▸ **What to produce**: Please, without the pictures, restate every entry exactly.

+-------+

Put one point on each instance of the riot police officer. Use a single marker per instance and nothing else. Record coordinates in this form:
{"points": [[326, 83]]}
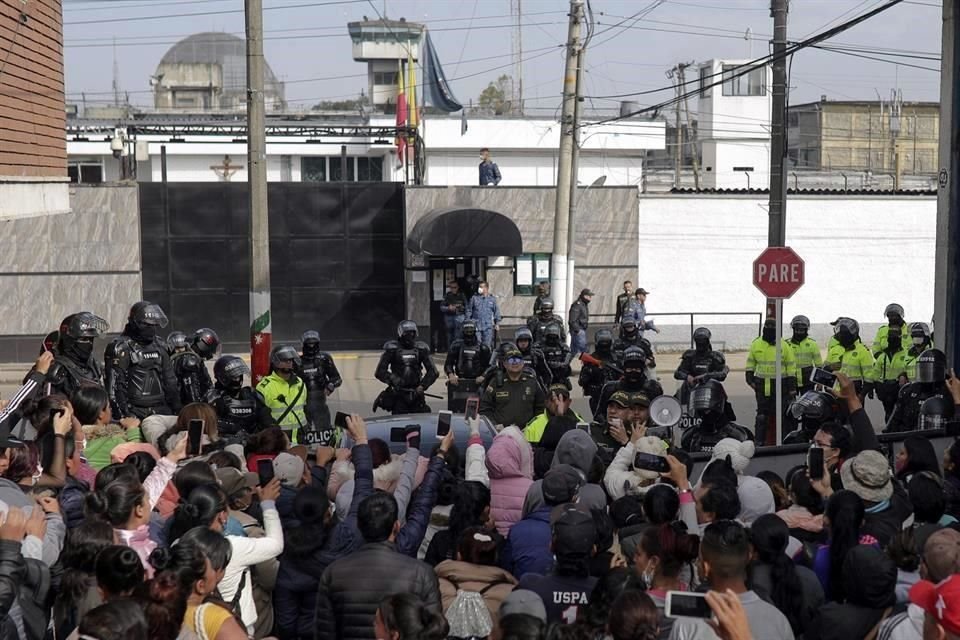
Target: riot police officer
{"points": [[557, 354], [320, 375], [465, 366], [930, 382], [139, 375], [73, 360], [708, 402], [538, 324], [241, 411], [699, 364], [630, 336], [593, 376], [189, 364], [407, 370]]}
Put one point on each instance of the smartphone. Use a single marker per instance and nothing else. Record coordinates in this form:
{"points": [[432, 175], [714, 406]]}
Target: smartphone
{"points": [[815, 463], [473, 408], [687, 604], [650, 462], [194, 431], [443, 423], [265, 471], [823, 377]]}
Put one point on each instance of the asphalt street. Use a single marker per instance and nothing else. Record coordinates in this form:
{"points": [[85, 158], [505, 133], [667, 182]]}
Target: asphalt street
{"points": [[359, 388]]}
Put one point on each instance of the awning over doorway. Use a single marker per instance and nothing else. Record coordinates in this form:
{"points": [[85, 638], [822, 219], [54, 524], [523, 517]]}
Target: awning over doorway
{"points": [[465, 232]]}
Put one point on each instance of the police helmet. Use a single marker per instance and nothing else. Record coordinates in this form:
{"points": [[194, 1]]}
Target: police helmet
{"points": [[603, 339], [284, 353], [83, 325], [407, 327], [920, 330], [893, 309], [935, 413], [932, 366], [707, 396], [229, 371], [147, 314], [176, 341], [813, 406], [634, 358], [206, 343]]}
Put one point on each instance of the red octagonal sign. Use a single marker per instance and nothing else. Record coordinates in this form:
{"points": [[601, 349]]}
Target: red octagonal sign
{"points": [[778, 272]]}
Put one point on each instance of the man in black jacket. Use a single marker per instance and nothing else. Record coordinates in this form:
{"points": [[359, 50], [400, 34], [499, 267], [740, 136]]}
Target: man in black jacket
{"points": [[579, 321], [352, 587]]}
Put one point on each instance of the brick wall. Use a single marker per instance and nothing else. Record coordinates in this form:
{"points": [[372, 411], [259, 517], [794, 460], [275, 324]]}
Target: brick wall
{"points": [[32, 120]]}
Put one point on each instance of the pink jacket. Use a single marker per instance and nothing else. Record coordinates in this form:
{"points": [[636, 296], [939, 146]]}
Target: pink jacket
{"points": [[510, 465]]}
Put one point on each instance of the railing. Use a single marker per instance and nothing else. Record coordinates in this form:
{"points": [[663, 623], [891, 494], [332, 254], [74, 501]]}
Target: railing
{"points": [[510, 322]]}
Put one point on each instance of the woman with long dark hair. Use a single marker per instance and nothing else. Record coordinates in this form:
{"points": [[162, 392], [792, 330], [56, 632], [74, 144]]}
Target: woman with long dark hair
{"points": [[471, 508], [795, 591], [843, 520]]}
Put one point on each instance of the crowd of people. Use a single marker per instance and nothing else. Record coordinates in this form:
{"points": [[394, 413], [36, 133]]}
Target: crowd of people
{"points": [[145, 499]]}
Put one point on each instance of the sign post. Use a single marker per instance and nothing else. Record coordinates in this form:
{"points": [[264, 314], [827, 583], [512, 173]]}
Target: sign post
{"points": [[778, 272]]}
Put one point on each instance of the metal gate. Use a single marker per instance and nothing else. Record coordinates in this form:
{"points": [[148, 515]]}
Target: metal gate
{"points": [[336, 251]]}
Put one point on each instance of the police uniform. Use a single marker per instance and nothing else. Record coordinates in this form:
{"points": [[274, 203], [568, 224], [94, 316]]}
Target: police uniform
{"points": [[404, 366], [512, 402], [468, 361]]}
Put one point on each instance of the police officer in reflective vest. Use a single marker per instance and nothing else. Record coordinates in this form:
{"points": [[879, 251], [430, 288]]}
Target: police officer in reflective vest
{"points": [[699, 364], [139, 375], [189, 365], [408, 371], [806, 350], [73, 361], [320, 375], [465, 366], [930, 383], [241, 411], [284, 392], [762, 374]]}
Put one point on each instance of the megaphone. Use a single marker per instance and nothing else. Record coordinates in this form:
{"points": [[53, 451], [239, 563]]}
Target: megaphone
{"points": [[665, 411]]}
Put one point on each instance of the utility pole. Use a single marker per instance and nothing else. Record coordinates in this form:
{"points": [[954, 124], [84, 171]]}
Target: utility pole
{"points": [[777, 236], [947, 259], [561, 221], [260, 318], [686, 115], [575, 172]]}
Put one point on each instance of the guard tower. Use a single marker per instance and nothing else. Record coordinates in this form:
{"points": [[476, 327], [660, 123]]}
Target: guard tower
{"points": [[383, 45]]}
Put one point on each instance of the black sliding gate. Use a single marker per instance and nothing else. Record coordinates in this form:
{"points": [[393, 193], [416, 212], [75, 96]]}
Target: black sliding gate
{"points": [[336, 259]]}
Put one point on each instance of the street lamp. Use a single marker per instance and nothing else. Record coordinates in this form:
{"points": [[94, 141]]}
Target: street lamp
{"points": [[599, 182]]}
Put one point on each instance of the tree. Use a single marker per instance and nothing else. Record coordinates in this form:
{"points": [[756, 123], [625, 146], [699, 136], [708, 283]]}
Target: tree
{"points": [[497, 98]]}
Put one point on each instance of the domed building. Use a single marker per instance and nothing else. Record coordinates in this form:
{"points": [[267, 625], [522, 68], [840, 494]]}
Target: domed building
{"points": [[208, 72]]}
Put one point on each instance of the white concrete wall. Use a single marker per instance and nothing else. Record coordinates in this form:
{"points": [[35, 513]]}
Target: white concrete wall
{"points": [[860, 253]]}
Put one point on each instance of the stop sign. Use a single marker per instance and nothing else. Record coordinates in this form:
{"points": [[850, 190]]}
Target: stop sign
{"points": [[778, 272]]}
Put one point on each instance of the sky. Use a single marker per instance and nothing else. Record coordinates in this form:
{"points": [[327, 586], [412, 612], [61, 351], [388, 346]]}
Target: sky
{"points": [[307, 45]]}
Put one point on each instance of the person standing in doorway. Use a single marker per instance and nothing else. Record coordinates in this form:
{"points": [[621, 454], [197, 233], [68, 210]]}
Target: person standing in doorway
{"points": [[453, 307], [578, 321], [483, 310], [489, 171]]}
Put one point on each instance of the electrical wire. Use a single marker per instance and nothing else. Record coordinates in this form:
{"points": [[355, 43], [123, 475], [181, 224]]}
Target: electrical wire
{"points": [[749, 67]]}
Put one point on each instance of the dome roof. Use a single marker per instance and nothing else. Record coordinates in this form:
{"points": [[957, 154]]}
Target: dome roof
{"points": [[213, 47]]}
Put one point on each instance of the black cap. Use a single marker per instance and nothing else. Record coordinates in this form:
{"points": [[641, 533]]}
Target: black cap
{"points": [[561, 484], [574, 533]]}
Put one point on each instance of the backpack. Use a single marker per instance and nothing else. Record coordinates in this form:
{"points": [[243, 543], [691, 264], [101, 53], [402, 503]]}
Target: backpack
{"points": [[468, 615]]}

+-------+

▸ **Answer to this task**:
Put one point on each instance of the riot police officer. Use a single marker per instance and nothing else. Record coordinates in this form:
{"points": [[326, 83]]}
Target: riot police officer
{"points": [[557, 354], [320, 375], [465, 366], [930, 382], [139, 375], [73, 360], [708, 402], [538, 324], [241, 411], [699, 364], [630, 336], [593, 376], [189, 364], [407, 370]]}
Put one point on each instance of the smartphone. Use a single marker per instance and nothing else. Record coordinates in this form:
{"points": [[432, 175], [714, 406]]}
Target: smartphone
{"points": [[815, 463], [473, 408], [687, 604], [650, 462], [194, 431], [443, 423], [265, 471], [823, 377]]}
Put one point on each instance of the asphalt street. Use a single marker per instance and nothing else. Record coordinates in this form:
{"points": [[85, 158], [505, 133], [667, 182]]}
Target: asphalt street
{"points": [[359, 388]]}
Put one point on each instance of the awning over doorway. Use a single marker per instance and nothing else. Record coordinates in this form:
{"points": [[85, 638], [822, 219], [54, 524], [523, 517]]}
Target: awning over doorway
{"points": [[465, 232]]}
Put one point on each instance of the police helmet. Use a single marker per instance and nothing else. Record coordinates in this form:
{"points": [[194, 1]]}
Target: police helmet
{"points": [[603, 339], [284, 353], [83, 325], [407, 327], [920, 330], [893, 309], [935, 413], [932, 366], [707, 396], [229, 371], [147, 314], [176, 341], [813, 406], [634, 358], [206, 343]]}
Put one point on each instance of the red octagonal sign. Use a single marker per instance and nothing else. Record coordinates in this form:
{"points": [[601, 349]]}
Target: red octagonal sign
{"points": [[778, 272]]}
Put one point on each instance of the man in black jacket. Use a single marker per instance and nothing else. Record coordinates in this form:
{"points": [[359, 50], [400, 34], [499, 267], [740, 136]]}
Target: man in black jacket
{"points": [[579, 321], [352, 587]]}
Put one point on each instance of the brick wall. Use a single marker per instance and nothing else. Record coordinates in this form:
{"points": [[372, 411], [259, 517], [794, 460], [275, 324]]}
Target: brick wall
{"points": [[32, 120]]}
Put one point on each instance of the pink jacket. Use a single marker per instance and nothing else. Record coordinates in this form:
{"points": [[636, 296], [939, 146]]}
Target: pink jacket
{"points": [[510, 465]]}
Put one point on each instance of the railing. Use a single marker per instance and nothing else. Record coordinates in this form:
{"points": [[663, 623], [891, 494], [332, 254], [74, 501]]}
Target: railing
{"points": [[510, 322]]}
Put one point on each instance of the woman with long dark hair. Use a single marker per instance and nothing else. Record coordinates in this form:
{"points": [[162, 392], [792, 330], [56, 632], [74, 144]]}
Target: woman with long dark hair
{"points": [[471, 508], [795, 591], [843, 520]]}
Put one point on each instance of the crowd of people. Use a single marker per instance and nothing else. Record coordinates in this form:
{"points": [[394, 413], [36, 133]]}
Target: crowd of people
{"points": [[145, 499]]}
Put one point on each instance of the sign post. Use a single marker per instance and nothing else. Record coordinates in this form:
{"points": [[264, 314], [827, 583], [512, 173]]}
Target: sign post
{"points": [[778, 272]]}
Put one point on each instance of the metal gate. Use a single marker per instance and nothing else. Record coordinates in this form:
{"points": [[148, 515]]}
Target: metal gate
{"points": [[336, 251]]}
Put one point on each instance of the police uniform. Use a single marker per instance and nothing else. Record coordinates in this form:
{"points": [[274, 203], [568, 224], [94, 316]]}
Target: police uniform
{"points": [[404, 366], [512, 402], [468, 361]]}
Put one point on each instance of the police officer in reflective vest. Use a single marker per instance and nothing else. Record coordinates in this form:
{"points": [[879, 251], [430, 288]]}
Target: police officer in reflective vest
{"points": [[699, 364], [139, 375], [189, 365], [408, 371], [806, 350], [73, 361], [320, 375], [465, 366], [930, 383], [241, 411], [284, 392], [762, 374]]}
Put one point on each instance of the megaphone. Use a single marker per instance and nothing else. Record coordinates in this form:
{"points": [[53, 451], [239, 563]]}
Target: megaphone
{"points": [[665, 411]]}
Put one point on each instance of the utility pole. Use a single marker per instance and nothing else. Record coordinates in this form:
{"points": [[954, 124], [84, 171]]}
Target: utility pole
{"points": [[777, 236], [947, 259], [561, 221], [260, 318], [686, 115], [575, 172]]}
Put one point on each instance of the guard tower. Use a single marker per instance and nothing else. Record coordinates in this form:
{"points": [[476, 327], [660, 123]]}
Target: guard tower
{"points": [[383, 45]]}
Put one point on each instance of the black sliding gate. Use a single marker per instance and nothing else. Record coordinates in this form:
{"points": [[393, 193], [416, 212], [75, 96]]}
Target: black sliding gate
{"points": [[336, 259]]}
Put one point on each instance of the street lamp. Use a single marker per instance and nothing else. Record coordinates in this form:
{"points": [[94, 141]]}
Target: street lamp
{"points": [[599, 182]]}
Put one point on each instance of the tree. Use a single marker per instance and nothing else. Record coordinates in this form:
{"points": [[756, 123], [625, 146], [699, 136], [708, 283]]}
Target: tree
{"points": [[497, 98]]}
Put one point on each instance of the domed building. Use a single marker per instance and nothing else. Record coordinates in this form:
{"points": [[267, 625], [522, 68], [840, 494]]}
Target: domed building
{"points": [[208, 72]]}
Put one point on each instance of the white concrete wall. Use a single marker per instance and nothing else. Record coordinates in this form:
{"points": [[35, 513]]}
Target: white concrete wall
{"points": [[860, 253]]}
Put one point on each instance of the stop sign. Use a single marker per instance and nothing else. Record coordinates in this form:
{"points": [[850, 190]]}
Target: stop sign
{"points": [[778, 272]]}
Put one point on each instance of the sky. Use a single marker per instance and nothing else. Record coordinates in this form:
{"points": [[327, 586], [412, 612], [61, 351], [388, 346]]}
Target: sky
{"points": [[307, 45]]}
Put one point on each instance of the person standing in doorway. Use a single marker per instance and nothing else. Record coordinates in this form:
{"points": [[621, 454], [197, 233], [68, 210]]}
Target: person standing in doorway
{"points": [[453, 307], [578, 321], [483, 310], [489, 171]]}
Put one point on each instance of the electrical wire. Use a single marker per instance and nothing else. Record coordinates in this form:
{"points": [[355, 43], [123, 475], [181, 224]]}
Target: electrical wire
{"points": [[749, 67]]}
Put one point on each instance of the dome roof. Use a single marker per instance and nothing else. Record coordinates in this form:
{"points": [[957, 154]]}
Target: dome roof
{"points": [[213, 47]]}
Put one point on each instance of the black cap. Use a single marker per instance and nothing else. Record coordinates in this form:
{"points": [[641, 533]]}
Target: black cap
{"points": [[561, 484], [574, 533]]}
Put one point on each instance of the backpack. Use a single marker per instance and nothing else. Record coordinates in this form:
{"points": [[243, 543], [691, 264], [101, 53], [402, 503]]}
Target: backpack
{"points": [[468, 615]]}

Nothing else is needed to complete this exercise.